[start]

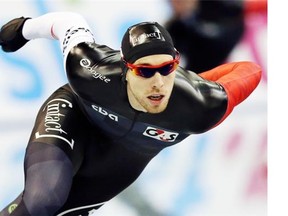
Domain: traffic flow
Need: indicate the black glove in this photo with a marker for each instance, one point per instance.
(11, 38)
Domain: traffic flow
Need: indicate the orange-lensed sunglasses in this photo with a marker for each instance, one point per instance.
(148, 71)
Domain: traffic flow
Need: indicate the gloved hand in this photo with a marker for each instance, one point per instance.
(11, 38)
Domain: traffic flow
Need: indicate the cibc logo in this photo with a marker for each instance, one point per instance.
(105, 113)
(159, 134)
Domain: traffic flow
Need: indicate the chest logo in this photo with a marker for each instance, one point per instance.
(160, 134)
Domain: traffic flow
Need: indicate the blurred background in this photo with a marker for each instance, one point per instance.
(219, 173)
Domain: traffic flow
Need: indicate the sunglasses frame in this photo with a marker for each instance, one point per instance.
(135, 68)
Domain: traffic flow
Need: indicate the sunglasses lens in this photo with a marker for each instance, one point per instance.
(166, 69)
(146, 72)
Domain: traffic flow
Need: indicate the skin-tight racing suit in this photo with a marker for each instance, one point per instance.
(88, 143)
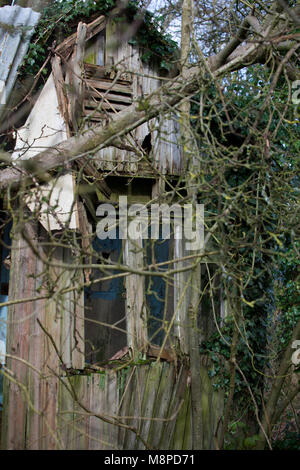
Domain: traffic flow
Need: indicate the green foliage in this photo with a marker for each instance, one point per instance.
(59, 19)
(238, 437)
(291, 441)
(258, 233)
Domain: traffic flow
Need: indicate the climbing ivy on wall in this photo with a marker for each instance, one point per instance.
(60, 18)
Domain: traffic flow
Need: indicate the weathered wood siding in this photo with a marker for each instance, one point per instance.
(142, 406)
(166, 153)
(30, 385)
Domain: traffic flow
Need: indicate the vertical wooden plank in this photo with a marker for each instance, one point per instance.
(181, 295)
(135, 289)
(149, 398)
(18, 340)
(161, 405)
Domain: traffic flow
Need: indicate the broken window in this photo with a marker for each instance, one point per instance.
(159, 291)
(95, 50)
(105, 325)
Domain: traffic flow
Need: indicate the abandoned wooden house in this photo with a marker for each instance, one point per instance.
(94, 356)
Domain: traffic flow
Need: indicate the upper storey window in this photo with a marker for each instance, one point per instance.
(95, 50)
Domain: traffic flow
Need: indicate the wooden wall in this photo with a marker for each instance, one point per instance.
(138, 407)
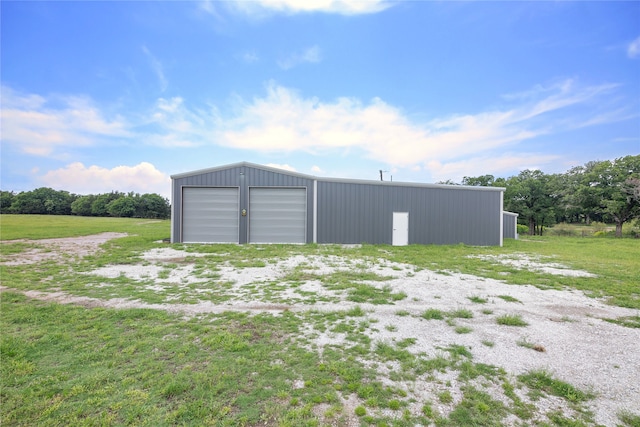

[end]

- [Your objective]:
Return every line of the entries above that contains the string "sunglasses". Case counts.

- [Problem solution]:
Need: indicate the orange-lensed sunglasses in this photo with a marker for each instance, one point per instance.
Need: indicate the sunglasses frame in this photo with a marker for each instance, one point per instance.
Need: indicate the sunglasses lens in this photo with a marker for each instance, one point per instance.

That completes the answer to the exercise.